-------- Text shown --------
Looking on the bright side

Sterling came exceedingly close to taking gold on Tuesday, missing out only narrowly to the Japanese yen. While there were no up-to-the-minute UK economic data to encourage buyers, the anecdotal evidence was supportive and the prospect of Britain opening its doors to foreign visitors was well-received by investors.

A study by the Office for National Statistics revealed that retail sales have more than doubled since 1989, helped by an increase of more than two thirds in household disposable income. House prices are now 30% higher than they were at their peak prior to the 2008 global financial crisis. An updated and more optimistic World Economic Outlook from the IMF included a sharp upgrade for Britain’s economy this year, which it now sees expanding by 7% in 2021, “the same as the United States and the joint-fastest growth rate among major advanced economies”.
--------
- [What you have to do]:
Please reproduce the sterling passage between "Sterling came exceedingly" and "well-received by investors.", inclusive. These rows have no connection to the sterling passage.
-------- Data supplied --------
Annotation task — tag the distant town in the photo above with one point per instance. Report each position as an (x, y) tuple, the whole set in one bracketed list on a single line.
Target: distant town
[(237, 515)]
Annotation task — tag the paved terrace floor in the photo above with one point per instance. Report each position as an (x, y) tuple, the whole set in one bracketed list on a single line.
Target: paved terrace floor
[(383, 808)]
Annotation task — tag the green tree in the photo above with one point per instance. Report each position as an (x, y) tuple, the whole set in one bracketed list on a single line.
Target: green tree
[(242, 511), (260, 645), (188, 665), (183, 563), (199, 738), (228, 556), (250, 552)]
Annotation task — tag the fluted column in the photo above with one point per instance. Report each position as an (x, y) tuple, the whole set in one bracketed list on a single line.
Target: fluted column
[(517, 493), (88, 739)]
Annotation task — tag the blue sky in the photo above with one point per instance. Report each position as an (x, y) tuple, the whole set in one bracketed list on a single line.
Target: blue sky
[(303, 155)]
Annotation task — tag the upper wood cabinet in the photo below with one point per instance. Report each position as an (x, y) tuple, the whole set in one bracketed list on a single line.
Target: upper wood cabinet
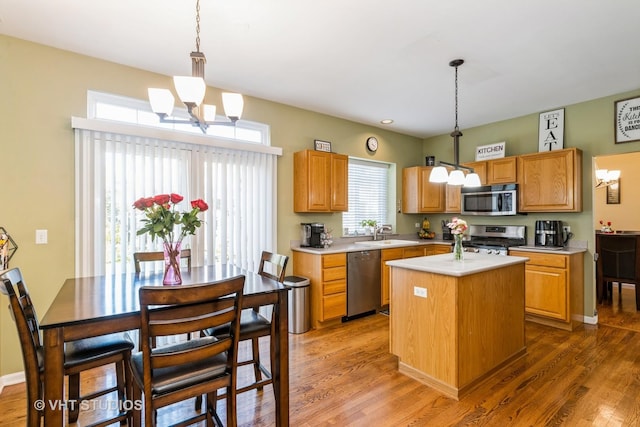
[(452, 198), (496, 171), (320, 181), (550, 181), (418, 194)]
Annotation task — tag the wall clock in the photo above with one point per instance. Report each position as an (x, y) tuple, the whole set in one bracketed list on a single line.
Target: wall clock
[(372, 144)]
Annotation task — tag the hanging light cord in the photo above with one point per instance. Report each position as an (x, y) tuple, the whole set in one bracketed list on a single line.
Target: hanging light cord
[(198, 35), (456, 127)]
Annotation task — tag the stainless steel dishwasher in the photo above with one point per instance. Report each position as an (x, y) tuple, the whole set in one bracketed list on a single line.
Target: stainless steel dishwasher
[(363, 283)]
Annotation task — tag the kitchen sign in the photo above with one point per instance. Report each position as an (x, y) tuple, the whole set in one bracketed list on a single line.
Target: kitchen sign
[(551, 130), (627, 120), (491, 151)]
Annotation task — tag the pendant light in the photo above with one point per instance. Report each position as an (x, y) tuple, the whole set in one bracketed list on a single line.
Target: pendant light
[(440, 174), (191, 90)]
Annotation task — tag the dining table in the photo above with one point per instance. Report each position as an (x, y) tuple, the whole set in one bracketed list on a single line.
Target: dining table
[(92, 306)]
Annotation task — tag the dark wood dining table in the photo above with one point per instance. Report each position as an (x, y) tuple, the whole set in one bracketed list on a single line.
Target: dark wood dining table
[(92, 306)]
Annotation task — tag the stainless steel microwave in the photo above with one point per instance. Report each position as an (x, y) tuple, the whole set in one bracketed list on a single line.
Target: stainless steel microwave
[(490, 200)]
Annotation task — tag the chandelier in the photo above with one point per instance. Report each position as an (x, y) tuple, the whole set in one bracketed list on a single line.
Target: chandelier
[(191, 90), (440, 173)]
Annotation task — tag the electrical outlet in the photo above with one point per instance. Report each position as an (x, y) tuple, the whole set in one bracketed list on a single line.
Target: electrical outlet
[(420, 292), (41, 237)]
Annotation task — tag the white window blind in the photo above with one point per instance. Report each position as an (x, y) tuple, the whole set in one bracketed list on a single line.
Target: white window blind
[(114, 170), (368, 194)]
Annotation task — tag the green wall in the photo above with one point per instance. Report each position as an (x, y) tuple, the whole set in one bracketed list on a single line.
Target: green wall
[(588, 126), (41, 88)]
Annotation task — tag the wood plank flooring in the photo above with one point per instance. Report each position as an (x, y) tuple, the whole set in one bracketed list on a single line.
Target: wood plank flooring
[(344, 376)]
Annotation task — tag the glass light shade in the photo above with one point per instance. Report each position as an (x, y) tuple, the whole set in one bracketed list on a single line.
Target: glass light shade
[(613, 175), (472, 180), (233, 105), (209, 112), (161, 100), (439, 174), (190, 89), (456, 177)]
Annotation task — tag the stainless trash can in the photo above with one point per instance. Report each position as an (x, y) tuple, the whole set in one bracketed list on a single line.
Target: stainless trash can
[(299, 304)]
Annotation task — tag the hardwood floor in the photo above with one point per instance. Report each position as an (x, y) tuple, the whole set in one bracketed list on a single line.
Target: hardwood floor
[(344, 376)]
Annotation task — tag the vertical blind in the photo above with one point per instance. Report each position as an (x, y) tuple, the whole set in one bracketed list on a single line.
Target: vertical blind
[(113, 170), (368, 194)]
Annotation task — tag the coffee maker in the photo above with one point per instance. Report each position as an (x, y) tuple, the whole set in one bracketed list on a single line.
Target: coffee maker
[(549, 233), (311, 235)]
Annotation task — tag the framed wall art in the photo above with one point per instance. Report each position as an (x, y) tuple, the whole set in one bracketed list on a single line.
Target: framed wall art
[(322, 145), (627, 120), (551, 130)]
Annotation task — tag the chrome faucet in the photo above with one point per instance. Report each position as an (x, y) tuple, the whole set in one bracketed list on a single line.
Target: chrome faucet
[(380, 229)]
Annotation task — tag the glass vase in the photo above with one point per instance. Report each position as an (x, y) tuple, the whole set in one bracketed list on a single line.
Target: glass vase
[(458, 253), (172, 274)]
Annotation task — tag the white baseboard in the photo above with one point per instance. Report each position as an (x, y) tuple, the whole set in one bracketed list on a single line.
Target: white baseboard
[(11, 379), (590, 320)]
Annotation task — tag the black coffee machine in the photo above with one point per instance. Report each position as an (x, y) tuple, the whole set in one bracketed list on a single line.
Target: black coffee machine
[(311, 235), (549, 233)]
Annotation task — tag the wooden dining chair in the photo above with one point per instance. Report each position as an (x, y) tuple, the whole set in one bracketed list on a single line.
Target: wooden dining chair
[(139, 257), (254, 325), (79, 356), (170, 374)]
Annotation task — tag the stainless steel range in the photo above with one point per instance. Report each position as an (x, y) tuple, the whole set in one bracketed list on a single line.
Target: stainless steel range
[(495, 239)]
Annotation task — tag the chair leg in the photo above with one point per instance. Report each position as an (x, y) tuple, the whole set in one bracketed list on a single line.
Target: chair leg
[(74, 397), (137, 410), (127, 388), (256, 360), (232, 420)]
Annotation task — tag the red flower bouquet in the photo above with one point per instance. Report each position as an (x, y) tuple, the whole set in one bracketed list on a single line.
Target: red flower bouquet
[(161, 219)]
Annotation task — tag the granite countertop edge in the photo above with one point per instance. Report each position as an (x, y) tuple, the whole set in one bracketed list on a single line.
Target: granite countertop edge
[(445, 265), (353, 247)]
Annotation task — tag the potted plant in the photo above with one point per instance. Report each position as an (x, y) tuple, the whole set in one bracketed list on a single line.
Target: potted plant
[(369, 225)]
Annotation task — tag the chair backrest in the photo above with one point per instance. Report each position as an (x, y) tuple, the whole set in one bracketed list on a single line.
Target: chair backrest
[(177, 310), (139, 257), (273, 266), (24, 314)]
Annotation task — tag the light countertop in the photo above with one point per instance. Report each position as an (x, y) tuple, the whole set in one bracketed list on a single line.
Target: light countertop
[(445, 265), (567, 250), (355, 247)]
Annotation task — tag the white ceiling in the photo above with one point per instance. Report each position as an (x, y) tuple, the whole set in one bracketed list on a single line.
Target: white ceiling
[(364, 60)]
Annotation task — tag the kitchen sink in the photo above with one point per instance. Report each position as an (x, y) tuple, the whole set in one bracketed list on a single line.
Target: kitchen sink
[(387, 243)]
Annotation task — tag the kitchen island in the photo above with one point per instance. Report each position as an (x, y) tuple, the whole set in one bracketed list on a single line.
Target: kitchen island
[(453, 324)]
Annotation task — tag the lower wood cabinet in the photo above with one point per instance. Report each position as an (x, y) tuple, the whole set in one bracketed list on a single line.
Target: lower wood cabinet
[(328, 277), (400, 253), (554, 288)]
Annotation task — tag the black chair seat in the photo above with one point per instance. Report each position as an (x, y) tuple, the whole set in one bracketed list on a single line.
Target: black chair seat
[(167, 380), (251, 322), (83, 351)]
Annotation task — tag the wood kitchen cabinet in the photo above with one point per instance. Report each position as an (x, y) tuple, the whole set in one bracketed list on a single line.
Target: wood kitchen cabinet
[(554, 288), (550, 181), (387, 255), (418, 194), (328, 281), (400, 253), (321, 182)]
--------
- [Finished task]:
Sterling came exceedingly close to taking gold on Tuesday, missing out only narrowly to the Japanese yen. While there were no up-to-the-minute UK economic data to encourage buyers, the anecdotal evidence was supportive and the prospect of Britain opening its doors to foreign visitors was well-received by investors.